> _Extract_
--
Whatever arrangement he reached with the government of the day when he eventually admitted spying for the Soviet Union – it would be too crude, would it not, to call it a deal – included protection for his memoirs for a quarter century after they were deposited with the British Library.

Those memoirs were finally unlocked this week, 26 years after his death. And – should it really have been a surprise? – they reveal nothing, nothing, at least, that you might want to know. Nothing about the secrets he passed to the Russians; nothing about the mechanics or the finances of the transactions; nothing that indicated the merest flicker of awareness that he was guilty of a crime that doubtless cost British lives and, until many years later, attracted the death penalty.

In his memoirs, it appears, he offers only the old, old story about idealism, the threat of fascism pitted against the dream of communism, and the irresistible, but alas not fatal, attraction of his student, and recruiter, Guy Burgess. Oh yes, and he says he considered suicide after being publicly named, finally, by Margaret Thatcher in 1979. In other words, it was not the shame of his activities that caused his "wobble", but the shame of being exposed – self-deception, like deception, being the stock in trade of the traitor.

What struck me most about Blunt's brief return to the headlines, though, was not the paucity of new information in his memoirs, but what had also struck me all those years ago when he was identified as the "fourth man": the leniency with which he had been treated all those years, the protection he enjoyed for so long, and the lack of public indignation on both counts.

Is it really possible to separate his past from his present, to view with equanimity those photos of him exercising his cool connoisseurship as Queen's Surveyor of Pictures? Whence his air of authority, the presumption of privilege? He agreed to tell the authorities all he knew in return for immunity and anonymity. Well, if they learned no more than he betrays in his memoirs, they struck a poor bargain. Not only Blunt, it seems, was guilty of self-deception.

The only lesson that can be taken from Blunt's history is that the establishment, or a certain particularly established part of the establishment, looks after its own. Why is this man, even now, referred to with his knighthood? Why is the damage he inflicted – or sought to inflict – on his home country not treated seriously, as an indelible stain on his character? It was Mrs Thatcher, self-made woman, meritocrat, outsider, who was the one to pierce his protective bubble.
--
[Dataset rows on where objects appear in images]

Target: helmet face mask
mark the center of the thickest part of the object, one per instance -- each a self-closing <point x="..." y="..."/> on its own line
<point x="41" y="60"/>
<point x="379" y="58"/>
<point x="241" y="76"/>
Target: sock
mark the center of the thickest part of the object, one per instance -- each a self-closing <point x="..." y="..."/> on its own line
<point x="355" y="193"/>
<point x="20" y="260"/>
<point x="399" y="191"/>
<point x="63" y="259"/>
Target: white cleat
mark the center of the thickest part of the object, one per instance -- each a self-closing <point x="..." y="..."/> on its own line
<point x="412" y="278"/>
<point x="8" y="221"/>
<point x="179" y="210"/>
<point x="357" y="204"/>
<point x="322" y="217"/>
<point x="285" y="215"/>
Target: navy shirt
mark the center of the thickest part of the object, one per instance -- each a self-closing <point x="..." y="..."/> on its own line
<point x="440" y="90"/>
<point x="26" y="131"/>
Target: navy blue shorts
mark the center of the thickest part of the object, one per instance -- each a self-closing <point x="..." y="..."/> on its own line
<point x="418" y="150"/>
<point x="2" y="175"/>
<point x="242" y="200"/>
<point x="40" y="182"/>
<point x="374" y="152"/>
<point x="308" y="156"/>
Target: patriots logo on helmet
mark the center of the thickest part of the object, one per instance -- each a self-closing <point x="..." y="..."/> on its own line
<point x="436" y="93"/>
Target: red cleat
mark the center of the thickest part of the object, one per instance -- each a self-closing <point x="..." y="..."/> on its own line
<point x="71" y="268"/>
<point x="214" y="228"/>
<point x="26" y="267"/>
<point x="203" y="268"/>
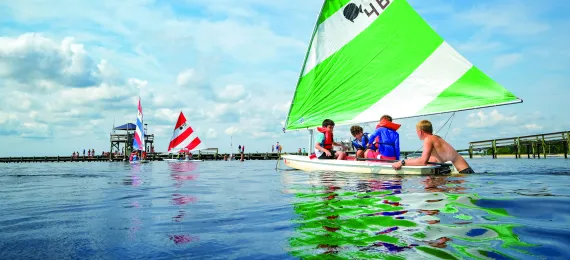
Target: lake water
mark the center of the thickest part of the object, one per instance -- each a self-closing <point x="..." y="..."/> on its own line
<point x="520" y="209"/>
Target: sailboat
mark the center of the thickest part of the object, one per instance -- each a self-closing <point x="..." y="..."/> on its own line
<point x="139" y="141"/>
<point x="368" y="58"/>
<point x="184" y="139"/>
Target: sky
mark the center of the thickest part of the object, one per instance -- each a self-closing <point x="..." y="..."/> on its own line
<point x="70" y="70"/>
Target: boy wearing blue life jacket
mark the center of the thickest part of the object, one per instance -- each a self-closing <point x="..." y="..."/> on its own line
<point x="324" y="143"/>
<point x="385" y="139"/>
<point x="360" y="141"/>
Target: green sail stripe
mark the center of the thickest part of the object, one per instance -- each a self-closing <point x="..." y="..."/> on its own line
<point x="329" y="8"/>
<point x="377" y="61"/>
<point x="474" y="89"/>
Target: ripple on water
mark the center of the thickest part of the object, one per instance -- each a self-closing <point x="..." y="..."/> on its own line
<point x="234" y="210"/>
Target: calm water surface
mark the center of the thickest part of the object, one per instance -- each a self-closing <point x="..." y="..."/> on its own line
<point x="520" y="209"/>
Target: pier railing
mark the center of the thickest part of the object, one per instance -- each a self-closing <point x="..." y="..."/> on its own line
<point x="209" y="156"/>
<point x="535" y="145"/>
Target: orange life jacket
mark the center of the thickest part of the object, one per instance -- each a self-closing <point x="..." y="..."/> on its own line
<point x="387" y="124"/>
<point x="327" y="143"/>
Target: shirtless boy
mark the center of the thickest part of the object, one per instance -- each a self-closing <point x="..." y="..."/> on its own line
<point x="435" y="149"/>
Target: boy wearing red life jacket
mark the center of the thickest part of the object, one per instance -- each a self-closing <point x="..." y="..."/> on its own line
<point x="324" y="143"/>
<point x="384" y="143"/>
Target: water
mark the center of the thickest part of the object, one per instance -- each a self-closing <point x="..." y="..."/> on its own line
<point x="235" y="210"/>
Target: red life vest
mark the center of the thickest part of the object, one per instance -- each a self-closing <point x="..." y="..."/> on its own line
<point x="387" y="124"/>
<point x="327" y="144"/>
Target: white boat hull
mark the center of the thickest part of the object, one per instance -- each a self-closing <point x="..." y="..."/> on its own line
<point x="305" y="164"/>
<point x="139" y="161"/>
<point x="176" y="160"/>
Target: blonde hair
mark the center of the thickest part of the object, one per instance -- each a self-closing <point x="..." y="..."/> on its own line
<point x="355" y="129"/>
<point x="425" y="126"/>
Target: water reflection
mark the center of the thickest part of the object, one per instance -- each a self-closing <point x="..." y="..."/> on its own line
<point x="180" y="173"/>
<point x="374" y="216"/>
<point x="135" y="181"/>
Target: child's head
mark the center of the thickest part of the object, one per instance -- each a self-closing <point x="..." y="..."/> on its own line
<point x="386" y="117"/>
<point x="356" y="131"/>
<point x="328" y="124"/>
<point x="424" y="127"/>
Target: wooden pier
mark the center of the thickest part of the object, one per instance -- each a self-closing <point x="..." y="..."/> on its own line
<point x="535" y="145"/>
<point x="150" y="157"/>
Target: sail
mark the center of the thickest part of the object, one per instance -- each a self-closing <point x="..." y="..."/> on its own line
<point x="184" y="137"/>
<point x="367" y="58"/>
<point x="138" y="142"/>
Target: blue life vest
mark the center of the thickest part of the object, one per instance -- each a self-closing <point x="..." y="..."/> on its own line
<point x="361" y="144"/>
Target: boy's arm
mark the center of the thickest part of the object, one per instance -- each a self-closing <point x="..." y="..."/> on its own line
<point x="426" y="154"/>
<point x="397" y="144"/>
<point x="371" y="138"/>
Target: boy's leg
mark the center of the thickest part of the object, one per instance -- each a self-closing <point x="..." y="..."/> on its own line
<point x="340" y="155"/>
<point x="325" y="157"/>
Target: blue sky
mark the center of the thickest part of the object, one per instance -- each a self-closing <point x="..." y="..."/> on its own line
<point x="69" y="69"/>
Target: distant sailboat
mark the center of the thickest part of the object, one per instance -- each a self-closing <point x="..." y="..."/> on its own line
<point x="391" y="62"/>
<point x="139" y="142"/>
<point x="184" y="139"/>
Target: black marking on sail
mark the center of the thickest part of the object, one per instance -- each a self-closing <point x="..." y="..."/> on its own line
<point x="351" y="11"/>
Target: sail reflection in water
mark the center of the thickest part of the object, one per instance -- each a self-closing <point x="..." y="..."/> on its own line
<point x="180" y="173"/>
<point x="377" y="216"/>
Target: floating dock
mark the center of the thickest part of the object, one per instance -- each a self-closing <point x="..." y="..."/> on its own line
<point x="150" y="157"/>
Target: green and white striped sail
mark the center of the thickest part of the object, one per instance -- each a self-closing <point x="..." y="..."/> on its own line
<point x="367" y="58"/>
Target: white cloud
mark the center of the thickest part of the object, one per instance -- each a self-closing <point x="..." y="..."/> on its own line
<point x="232" y="69"/>
<point x="533" y="127"/>
<point x="212" y="133"/>
<point x="232" y="130"/>
<point x="232" y="93"/>
<point x="506" y="60"/>
<point x="482" y="120"/>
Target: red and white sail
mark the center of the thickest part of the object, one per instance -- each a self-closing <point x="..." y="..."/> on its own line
<point x="184" y="137"/>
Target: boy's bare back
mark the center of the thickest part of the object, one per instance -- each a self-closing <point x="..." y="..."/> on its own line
<point x="443" y="152"/>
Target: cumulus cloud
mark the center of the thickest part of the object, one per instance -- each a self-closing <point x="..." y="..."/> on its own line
<point x="49" y="84"/>
<point x="506" y="60"/>
<point x="212" y="133"/>
<point x="31" y="57"/>
<point x="482" y="120"/>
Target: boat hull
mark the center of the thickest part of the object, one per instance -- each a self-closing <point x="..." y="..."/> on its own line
<point x="176" y="160"/>
<point x="305" y="164"/>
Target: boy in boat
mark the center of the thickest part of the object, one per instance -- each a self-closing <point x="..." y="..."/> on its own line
--
> _What this task involves_
Repeat the piece on Blunt's memoirs, beginning at the words that contain "In his memoirs, it" and stopping after "of the traitor.", and switch "idealism" to "conviction".

> _Solved problem_
In his memoirs, it appears, he offers only the old, old story about conviction, the threat of fascism pitted against the dream of communism, and the irresistible, but alas not fatal, attraction of his student, and recruiter, Guy Burgess. Oh yes, and he says he considered suicide after being publicly named, finally, by Margaret Thatcher in 1979. In other words, it was not the shame of his activities that caused his "wobble", but the shame of being exposed – self-deception, like deception, being the stock in trade of the traitor.